Directive: Please transcribe the stretch of the forum thread about retired instructions below that starts at the words "This is a re-post" and stops after the words "32KB,L1-D 32KB .".

---- Excerpt to read

Software Tuning, Performance Optimization & Platform Monitoring
Discussion regarding monitoring and software tuning methodologies, Performance Monitoring Unit (PMU) of Intel microprocessors, and platform updating.

What causes the retired instructions to increase?

Shiv_Inside
Beginner
812 Views

This is a re-post from stack-overflow: http://stackoverflow.com/questions/23020148/what-causes-the-retired-instructions-to-increase

I have a 496*O(N^3) loop. I am performing a blocking optimization technique where I'm operating 2 images at a time instead of 1. In raw terms, I am unrolling the outer loop. (The non-unrolled version of the code is as shown below: ) b.t.w I'm using Intel Xeon X5365 machine that has 8 cores and it has 3GHz clock, 1333MHz bus frequency, Shared 8MB L2( 4 MB shared between every 2 core), L1-I 32KB,L1-D 32KB .

--------
---- Dataset excerpts

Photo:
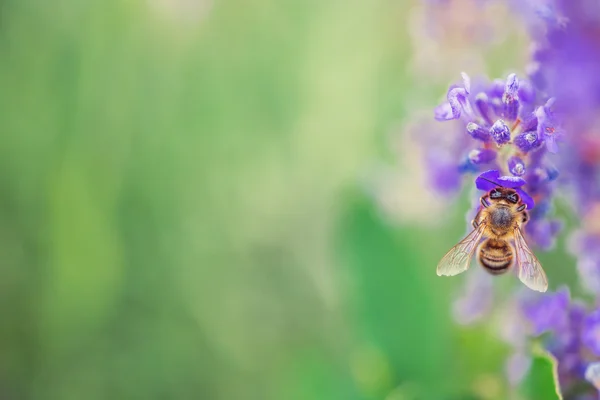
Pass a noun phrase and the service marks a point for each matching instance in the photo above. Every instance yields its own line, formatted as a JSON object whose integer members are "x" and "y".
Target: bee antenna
{"x": 491, "y": 181}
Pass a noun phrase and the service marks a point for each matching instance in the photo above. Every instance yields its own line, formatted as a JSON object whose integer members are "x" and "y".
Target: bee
{"x": 499, "y": 222}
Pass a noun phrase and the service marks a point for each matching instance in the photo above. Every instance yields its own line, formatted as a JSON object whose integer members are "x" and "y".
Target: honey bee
{"x": 499, "y": 222}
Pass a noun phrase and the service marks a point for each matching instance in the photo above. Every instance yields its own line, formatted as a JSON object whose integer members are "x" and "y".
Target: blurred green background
{"x": 183, "y": 212}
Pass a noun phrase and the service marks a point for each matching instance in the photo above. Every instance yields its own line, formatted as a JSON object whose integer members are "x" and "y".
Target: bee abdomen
{"x": 495, "y": 256}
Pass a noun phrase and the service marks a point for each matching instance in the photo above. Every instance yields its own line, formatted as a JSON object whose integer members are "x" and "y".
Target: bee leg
{"x": 484, "y": 202}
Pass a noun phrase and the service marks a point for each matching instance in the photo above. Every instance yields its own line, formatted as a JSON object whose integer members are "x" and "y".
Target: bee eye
{"x": 495, "y": 194}
{"x": 513, "y": 198}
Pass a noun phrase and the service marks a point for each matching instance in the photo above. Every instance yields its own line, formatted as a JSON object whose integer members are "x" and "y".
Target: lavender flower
{"x": 502, "y": 121}
{"x": 570, "y": 334}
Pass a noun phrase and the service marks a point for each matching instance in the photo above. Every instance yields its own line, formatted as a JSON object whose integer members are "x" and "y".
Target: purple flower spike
{"x": 548, "y": 128}
{"x": 477, "y": 132}
{"x": 548, "y": 312}
{"x": 482, "y": 156}
{"x": 591, "y": 332}
{"x": 500, "y": 132}
{"x": 483, "y": 107}
{"x": 527, "y": 141}
{"x": 516, "y": 166}
{"x": 510, "y": 98}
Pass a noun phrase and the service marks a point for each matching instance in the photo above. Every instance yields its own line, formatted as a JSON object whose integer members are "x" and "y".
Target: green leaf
{"x": 542, "y": 380}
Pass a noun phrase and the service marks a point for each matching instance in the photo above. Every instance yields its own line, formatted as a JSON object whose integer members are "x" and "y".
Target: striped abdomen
{"x": 495, "y": 256}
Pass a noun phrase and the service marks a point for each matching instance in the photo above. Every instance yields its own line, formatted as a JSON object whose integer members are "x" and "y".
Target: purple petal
{"x": 590, "y": 334}
{"x": 527, "y": 141}
{"x": 516, "y": 166}
{"x": 478, "y": 132}
{"x": 483, "y": 107}
{"x": 457, "y": 97}
{"x": 592, "y": 374}
{"x": 482, "y": 156}
{"x": 487, "y": 180}
{"x": 443, "y": 112}
{"x": 466, "y": 81}
{"x": 525, "y": 198}
{"x": 511, "y": 181}
{"x": 512, "y": 85}
{"x": 551, "y": 144}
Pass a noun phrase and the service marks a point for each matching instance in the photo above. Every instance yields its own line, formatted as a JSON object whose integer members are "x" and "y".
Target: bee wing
{"x": 458, "y": 259}
{"x": 530, "y": 269}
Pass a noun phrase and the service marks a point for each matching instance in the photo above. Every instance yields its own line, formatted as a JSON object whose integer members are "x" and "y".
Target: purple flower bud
{"x": 478, "y": 132}
{"x": 516, "y": 166}
{"x": 500, "y": 132}
{"x": 496, "y": 88}
{"x": 529, "y": 123}
{"x": 511, "y": 87}
{"x": 527, "y": 141}
{"x": 590, "y": 334}
{"x": 482, "y": 156}
{"x": 526, "y": 92}
{"x": 482, "y": 106}
{"x": 511, "y": 108}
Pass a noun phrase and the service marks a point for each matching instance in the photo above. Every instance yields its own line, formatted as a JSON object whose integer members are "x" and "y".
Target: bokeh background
{"x": 218, "y": 200}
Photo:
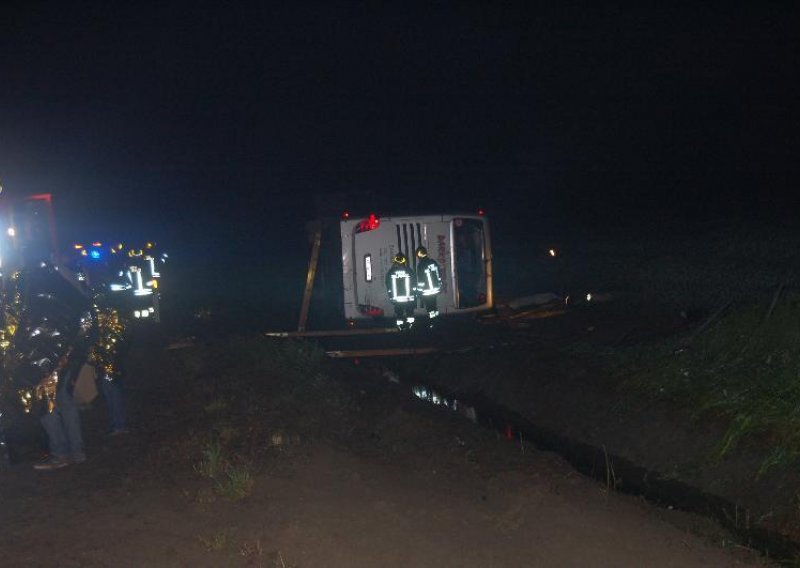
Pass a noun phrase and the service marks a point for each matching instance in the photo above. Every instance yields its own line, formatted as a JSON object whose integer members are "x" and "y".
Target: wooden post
{"x": 312, "y": 272}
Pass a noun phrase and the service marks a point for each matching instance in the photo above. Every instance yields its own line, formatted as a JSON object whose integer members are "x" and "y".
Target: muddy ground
{"x": 345, "y": 468}
{"x": 559, "y": 374}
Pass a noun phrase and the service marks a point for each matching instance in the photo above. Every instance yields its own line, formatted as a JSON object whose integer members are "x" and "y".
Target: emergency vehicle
{"x": 460, "y": 244}
{"x": 131, "y": 274}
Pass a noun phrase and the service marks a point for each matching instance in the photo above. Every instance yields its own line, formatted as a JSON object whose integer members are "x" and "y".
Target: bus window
{"x": 469, "y": 261}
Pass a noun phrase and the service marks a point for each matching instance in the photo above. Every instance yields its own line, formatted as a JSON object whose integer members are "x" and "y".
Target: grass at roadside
{"x": 744, "y": 369}
{"x": 250, "y": 398}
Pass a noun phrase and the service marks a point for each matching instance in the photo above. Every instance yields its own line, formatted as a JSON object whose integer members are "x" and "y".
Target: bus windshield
{"x": 469, "y": 262}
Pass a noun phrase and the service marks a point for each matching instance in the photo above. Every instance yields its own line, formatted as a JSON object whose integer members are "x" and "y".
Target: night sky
{"x": 196, "y": 124}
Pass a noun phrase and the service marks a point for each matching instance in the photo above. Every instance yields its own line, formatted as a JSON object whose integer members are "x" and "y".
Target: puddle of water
{"x": 626, "y": 477}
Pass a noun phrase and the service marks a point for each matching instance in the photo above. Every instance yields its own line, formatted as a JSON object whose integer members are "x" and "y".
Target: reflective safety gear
{"x": 429, "y": 280}
{"x": 400, "y": 285}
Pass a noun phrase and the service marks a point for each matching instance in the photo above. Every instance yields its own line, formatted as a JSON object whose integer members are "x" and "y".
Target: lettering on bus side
{"x": 442, "y": 258}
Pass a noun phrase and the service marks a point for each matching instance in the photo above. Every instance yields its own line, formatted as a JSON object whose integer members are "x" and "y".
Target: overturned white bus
{"x": 459, "y": 243}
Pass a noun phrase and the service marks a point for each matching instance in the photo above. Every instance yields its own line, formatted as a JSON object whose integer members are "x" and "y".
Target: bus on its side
{"x": 461, "y": 245}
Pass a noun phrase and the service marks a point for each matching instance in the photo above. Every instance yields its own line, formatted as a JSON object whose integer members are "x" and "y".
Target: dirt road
{"x": 360, "y": 474}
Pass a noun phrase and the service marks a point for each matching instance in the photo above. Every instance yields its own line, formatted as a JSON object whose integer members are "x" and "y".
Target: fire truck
{"x": 130, "y": 274}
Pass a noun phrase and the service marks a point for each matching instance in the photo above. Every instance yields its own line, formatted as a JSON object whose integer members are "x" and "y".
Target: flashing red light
{"x": 369, "y": 224}
{"x": 371, "y": 311}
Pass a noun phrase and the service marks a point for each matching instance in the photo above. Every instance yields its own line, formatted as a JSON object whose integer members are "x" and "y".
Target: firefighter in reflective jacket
{"x": 402, "y": 294}
{"x": 429, "y": 281}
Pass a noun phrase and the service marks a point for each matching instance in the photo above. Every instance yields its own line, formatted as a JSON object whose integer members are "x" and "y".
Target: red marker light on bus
{"x": 369, "y": 224}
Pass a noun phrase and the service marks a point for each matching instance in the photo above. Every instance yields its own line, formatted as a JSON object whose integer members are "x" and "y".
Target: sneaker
{"x": 51, "y": 463}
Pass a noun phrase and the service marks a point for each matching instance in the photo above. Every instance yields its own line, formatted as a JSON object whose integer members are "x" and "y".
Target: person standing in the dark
{"x": 107, "y": 357}
{"x": 400, "y": 285}
{"x": 429, "y": 282}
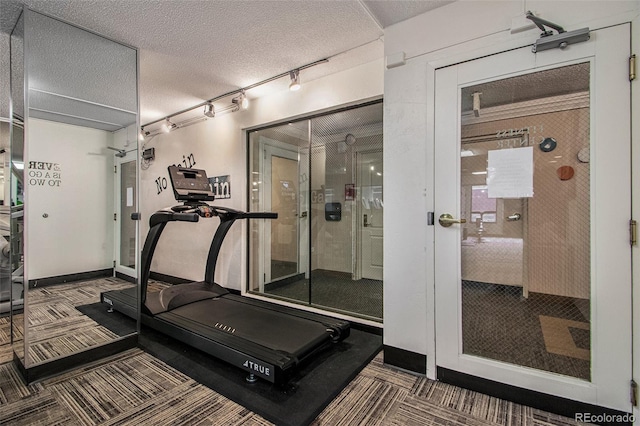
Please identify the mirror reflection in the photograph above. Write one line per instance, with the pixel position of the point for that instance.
(80, 134)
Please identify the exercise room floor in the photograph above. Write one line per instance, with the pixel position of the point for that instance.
(133, 388)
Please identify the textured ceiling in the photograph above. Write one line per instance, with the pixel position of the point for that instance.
(195, 50)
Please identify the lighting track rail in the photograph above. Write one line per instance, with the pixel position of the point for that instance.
(236, 103)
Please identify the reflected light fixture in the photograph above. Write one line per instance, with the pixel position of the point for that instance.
(167, 125)
(295, 80)
(209, 111)
(241, 100)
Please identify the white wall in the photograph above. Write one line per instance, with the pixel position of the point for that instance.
(456, 32)
(74, 187)
(219, 146)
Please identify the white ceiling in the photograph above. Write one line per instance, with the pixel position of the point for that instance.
(195, 50)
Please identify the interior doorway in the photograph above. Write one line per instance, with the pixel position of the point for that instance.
(527, 150)
(324, 178)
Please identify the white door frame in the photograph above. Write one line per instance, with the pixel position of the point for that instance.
(269, 148)
(358, 217)
(608, 348)
(119, 161)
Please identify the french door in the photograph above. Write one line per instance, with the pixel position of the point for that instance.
(532, 199)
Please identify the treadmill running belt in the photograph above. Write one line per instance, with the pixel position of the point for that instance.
(265, 327)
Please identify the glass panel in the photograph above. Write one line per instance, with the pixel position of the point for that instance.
(346, 227)
(279, 180)
(325, 248)
(525, 194)
(284, 229)
(127, 206)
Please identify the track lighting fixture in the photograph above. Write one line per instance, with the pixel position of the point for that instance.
(209, 110)
(295, 80)
(241, 100)
(167, 126)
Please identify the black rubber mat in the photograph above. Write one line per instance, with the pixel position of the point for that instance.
(299, 402)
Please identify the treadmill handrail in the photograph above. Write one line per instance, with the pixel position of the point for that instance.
(159, 220)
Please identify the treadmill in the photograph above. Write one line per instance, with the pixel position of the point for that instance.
(267, 340)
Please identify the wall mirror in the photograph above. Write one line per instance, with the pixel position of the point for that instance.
(73, 187)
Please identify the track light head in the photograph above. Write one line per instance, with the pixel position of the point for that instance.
(295, 80)
(241, 100)
(167, 126)
(209, 111)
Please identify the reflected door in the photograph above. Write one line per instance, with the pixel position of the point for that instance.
(126, 247)
(370, 172)
(532, 259)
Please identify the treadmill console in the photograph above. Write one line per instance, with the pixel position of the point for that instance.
(190, 184)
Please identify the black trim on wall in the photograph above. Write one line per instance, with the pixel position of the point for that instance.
(60, 365)
(405, 359)
(542, 401)
(61, 279)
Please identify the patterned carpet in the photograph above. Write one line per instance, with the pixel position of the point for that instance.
(133, 388)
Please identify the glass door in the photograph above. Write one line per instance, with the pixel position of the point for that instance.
(533, 273)
(324, 177)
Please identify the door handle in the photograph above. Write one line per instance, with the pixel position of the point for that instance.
(447, 220)
(514, 217)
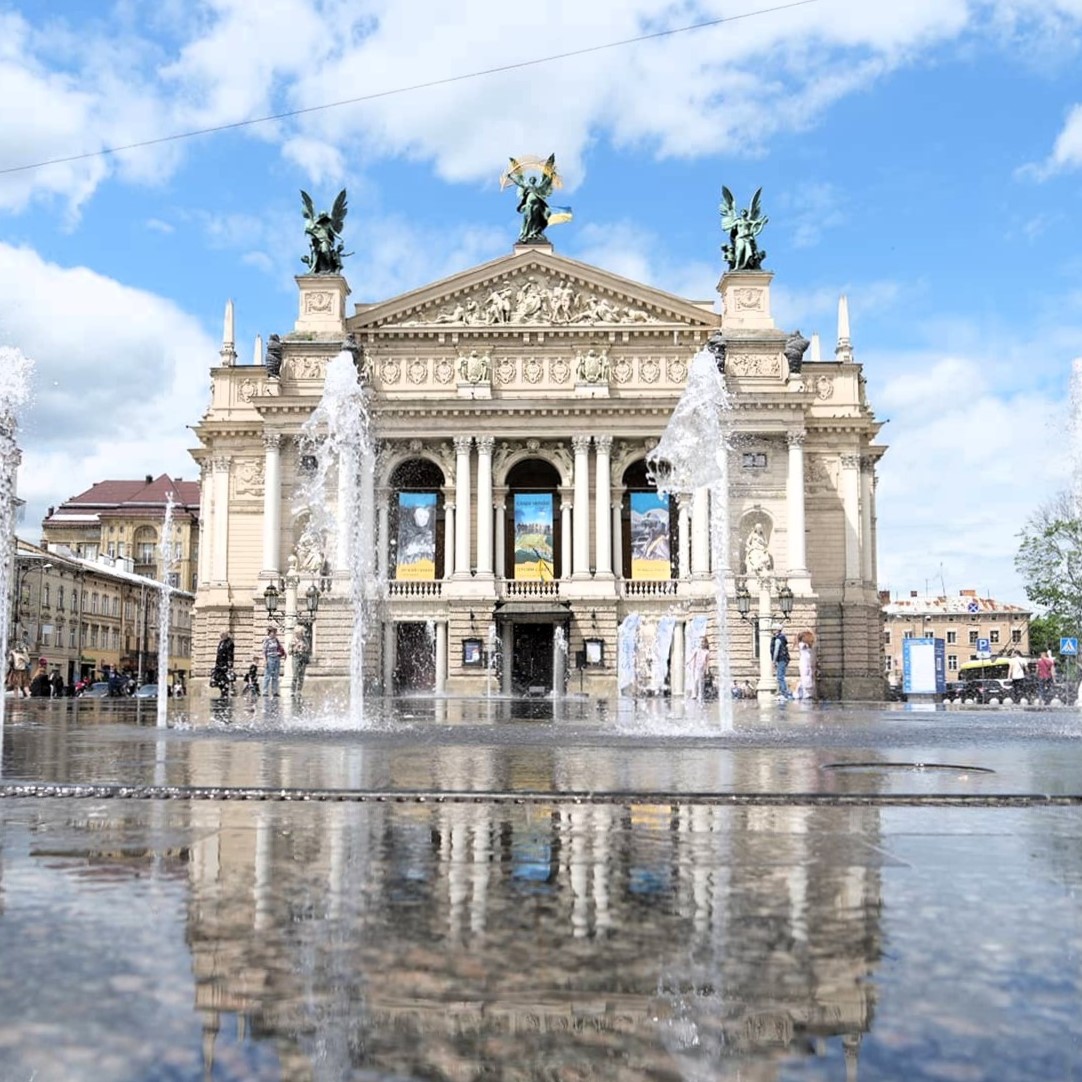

--------

Solution for this problem:
This is a re-post from stack-overflow: http://stackoverflow.com/questions/23020148/what-causes-the-retired-instructions-to-increase

I have a 496*O(N^3) loop. I am performing a blocking optimization technique where I'm operating 2 images at a time instead of 1. In raw terms, I am unrolling the outer loop. (The non-unrolled version of the code is as shown below: ) b.t.w I'm using Intel Xeon X5365 machine that has 8 cores and it has 3GHz clock, 1333MHz bus frequency, Shared 8MB L2( 4 MB shared between every 2 core), L1-I 32KB,L1-D 32KB .